> **ЗАДАНИЕ 1**
Выведите без изменений часть фрагмента о городском урбанизме, которая открывается словами «Кредо хипстерского урбанизма» и завершается словами «каких именно людей.».
> **ЗАДАНИЕ 2**
Подсчитайте строки записей, в которых встречается строка «green», учитывая регистр букв. В ответе укажите только число.

> **ИСХОДНЫЙ ФРАГМЕНТ**
****************************************

Город – это весело. Город – это ярко. Город – это непрерывная череда событий. Город – это там, где вам есть куда пойти. Город – это «Istanbul the cool» и «I AmSterdam».
Кредо хипстерского урбанизма точно выразил датский архитектор Ян Гейл: «Не спрашивайте меня, сколько людей живет в этом городе – спросите, сколько получают от этого удовольствие». И дальше по тексту: «город должен быть как хорошая вечеринка – если я возвращаюсь домой до трех часов ночи, значит, он не удался». Говоря о «Городе для людей», создатели этого нового городского нарратива забывают уточнить – для каких именно людей.
Как эти концепции связаны с российской ситуацией и в частности с Москвой?

****************************************

> **ИСХОДНЫЕ ЗАПИСИ**
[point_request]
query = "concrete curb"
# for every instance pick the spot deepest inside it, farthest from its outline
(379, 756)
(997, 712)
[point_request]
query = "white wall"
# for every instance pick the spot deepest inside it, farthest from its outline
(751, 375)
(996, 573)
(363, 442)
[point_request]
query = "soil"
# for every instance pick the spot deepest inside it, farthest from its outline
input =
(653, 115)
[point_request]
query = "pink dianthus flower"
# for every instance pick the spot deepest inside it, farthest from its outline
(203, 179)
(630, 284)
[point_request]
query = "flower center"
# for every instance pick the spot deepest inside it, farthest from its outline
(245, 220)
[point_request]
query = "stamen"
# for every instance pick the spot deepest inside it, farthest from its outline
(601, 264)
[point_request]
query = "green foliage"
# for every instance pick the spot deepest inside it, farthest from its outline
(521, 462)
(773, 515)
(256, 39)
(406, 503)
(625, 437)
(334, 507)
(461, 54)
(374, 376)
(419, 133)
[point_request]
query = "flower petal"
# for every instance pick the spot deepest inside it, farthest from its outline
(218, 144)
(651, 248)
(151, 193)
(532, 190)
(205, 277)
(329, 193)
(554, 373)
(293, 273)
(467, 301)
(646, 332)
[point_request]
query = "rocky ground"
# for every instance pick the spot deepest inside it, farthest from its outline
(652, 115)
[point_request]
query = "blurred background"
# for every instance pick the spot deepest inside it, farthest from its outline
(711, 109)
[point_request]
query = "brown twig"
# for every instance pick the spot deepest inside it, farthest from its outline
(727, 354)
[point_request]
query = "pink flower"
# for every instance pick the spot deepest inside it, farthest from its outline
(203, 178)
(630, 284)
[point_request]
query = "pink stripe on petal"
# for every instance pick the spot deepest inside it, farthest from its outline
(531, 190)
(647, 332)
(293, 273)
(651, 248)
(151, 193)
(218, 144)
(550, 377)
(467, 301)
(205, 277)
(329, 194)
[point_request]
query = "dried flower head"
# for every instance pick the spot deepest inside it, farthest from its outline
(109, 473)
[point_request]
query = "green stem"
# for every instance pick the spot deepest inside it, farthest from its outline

****************************************

> **ОТВЕТ 1**
Кредо хипстерского урбанизма точно выразил датский архитектор Ян Гейл: «Не спрашивайте меня, сколько людей живет в этом городе – спросите, сколько получают от этого удовольствие». И дальше по тексту: «город должен быть как хорошая вечеринка – если я возвращаюсь домой до трех часов ночи, значит, он не удался». Говоря о «Городе для людей», создатели этого нового городского нарратива забывают уточнить – для каких именно людей.

> **ОТВЕТ 2**
2